— Begin EXCERPTED PASSAGE —

- Born: John Clive Hall 12 September 1920 Ealing, London
- Died: 14 October 2011 (aged 91) Tunbridge Wells, Kent
- Education: Oriel College, Oxford
- Occupation: Poet
- Writing career
- Language: English

= J. C. Hall (poet) =

English poet and editor

John Clive Hall (12 September 1920 – 14 October 2011) was an English poet and editor.

== Poetry ==
Hall's poetry was first published when he was aged seventeen in the anthology, The Best Poems of 1938. He subsequently wrote and published a trickle of short poems over seven further decades. Not a modernist, he was included in Dannie Abse's 'reactionary anthology' Mavericks. His work was admired by Philip Larkin who described it as, "just the sort of thing I should like to have done myself" and by W. H. Auden who wrote "in the poems of J. C. Hall we see a craftsmanship that yields to the reader constant pleasure and enjoyment. J. C. Hall should be better known." A Trevor Tolley judged "his work has a carefulness that makes one ready to accept his small output as a mark of spiritual and poetic integrity".

— End EXCERPTED PASSAGE —

• _WRITTEN TASK 1_
Tally the lines in the records that contain the string "shirt", and reply with the number alone.
The J. C. Hall passage and the records have no connection to each other.

— Begin SUPPLIED DATA —

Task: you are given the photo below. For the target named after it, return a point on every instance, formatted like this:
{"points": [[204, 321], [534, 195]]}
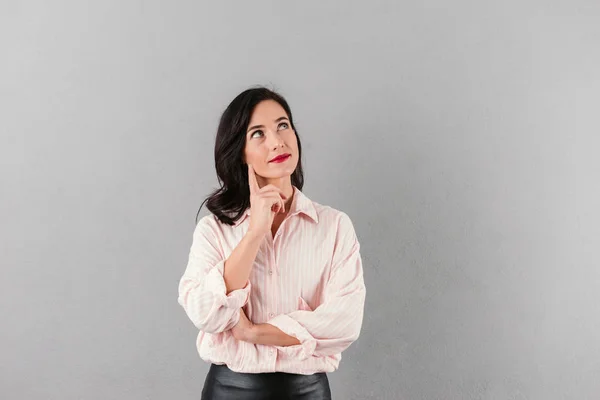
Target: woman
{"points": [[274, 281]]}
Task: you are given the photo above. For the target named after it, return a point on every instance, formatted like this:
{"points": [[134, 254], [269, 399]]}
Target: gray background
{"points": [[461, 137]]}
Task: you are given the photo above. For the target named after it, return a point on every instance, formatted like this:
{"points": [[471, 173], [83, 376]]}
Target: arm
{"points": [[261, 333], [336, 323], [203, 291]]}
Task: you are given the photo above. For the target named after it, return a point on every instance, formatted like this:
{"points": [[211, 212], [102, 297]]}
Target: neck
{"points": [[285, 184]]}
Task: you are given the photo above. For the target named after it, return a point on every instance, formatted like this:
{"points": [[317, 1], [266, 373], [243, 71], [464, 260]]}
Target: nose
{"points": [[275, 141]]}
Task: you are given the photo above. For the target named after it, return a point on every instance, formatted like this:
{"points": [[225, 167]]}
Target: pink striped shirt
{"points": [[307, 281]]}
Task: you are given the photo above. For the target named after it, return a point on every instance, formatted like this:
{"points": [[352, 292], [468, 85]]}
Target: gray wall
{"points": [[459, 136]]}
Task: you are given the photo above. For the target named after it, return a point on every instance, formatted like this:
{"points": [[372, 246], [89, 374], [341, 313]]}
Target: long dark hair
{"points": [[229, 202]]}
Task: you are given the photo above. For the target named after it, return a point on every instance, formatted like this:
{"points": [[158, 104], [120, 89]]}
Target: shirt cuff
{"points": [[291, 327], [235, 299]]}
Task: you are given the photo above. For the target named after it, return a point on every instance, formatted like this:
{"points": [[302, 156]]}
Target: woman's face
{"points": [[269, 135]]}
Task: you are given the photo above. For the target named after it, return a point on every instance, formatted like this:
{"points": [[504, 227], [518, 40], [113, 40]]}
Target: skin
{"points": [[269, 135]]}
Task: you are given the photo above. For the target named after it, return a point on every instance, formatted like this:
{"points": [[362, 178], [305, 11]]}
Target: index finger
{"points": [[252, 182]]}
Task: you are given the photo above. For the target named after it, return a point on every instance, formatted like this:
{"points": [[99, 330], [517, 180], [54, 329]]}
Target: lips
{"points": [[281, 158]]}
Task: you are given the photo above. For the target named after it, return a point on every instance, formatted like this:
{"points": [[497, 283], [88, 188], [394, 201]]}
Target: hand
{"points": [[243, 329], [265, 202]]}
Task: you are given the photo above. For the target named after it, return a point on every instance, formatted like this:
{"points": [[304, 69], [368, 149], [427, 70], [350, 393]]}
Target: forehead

— End SUPPLIED DATA —

• _WRITTEN TASK 2_
Copy out, word for word, the stretch of the J. C. Hall passage from "- Born: John" through "poet and editor.".

• _COMPLETE ANSWER 1_
2

• _COMPLETE ANSWER 2_
- Born: John Clive Hall 12 September 1920 Ealing, London
- Died: 14 October 2011 (aged 91) Tunbridge Wells, Kent
- Education: Oriel College, Oxford
- Occupation: Poet
- Writing career
- Language: English

= J. C. Hall (poet) =

English poet and editor

John Clive Hall (12 September 1920 – 14 October 2011) was an English poet and editor.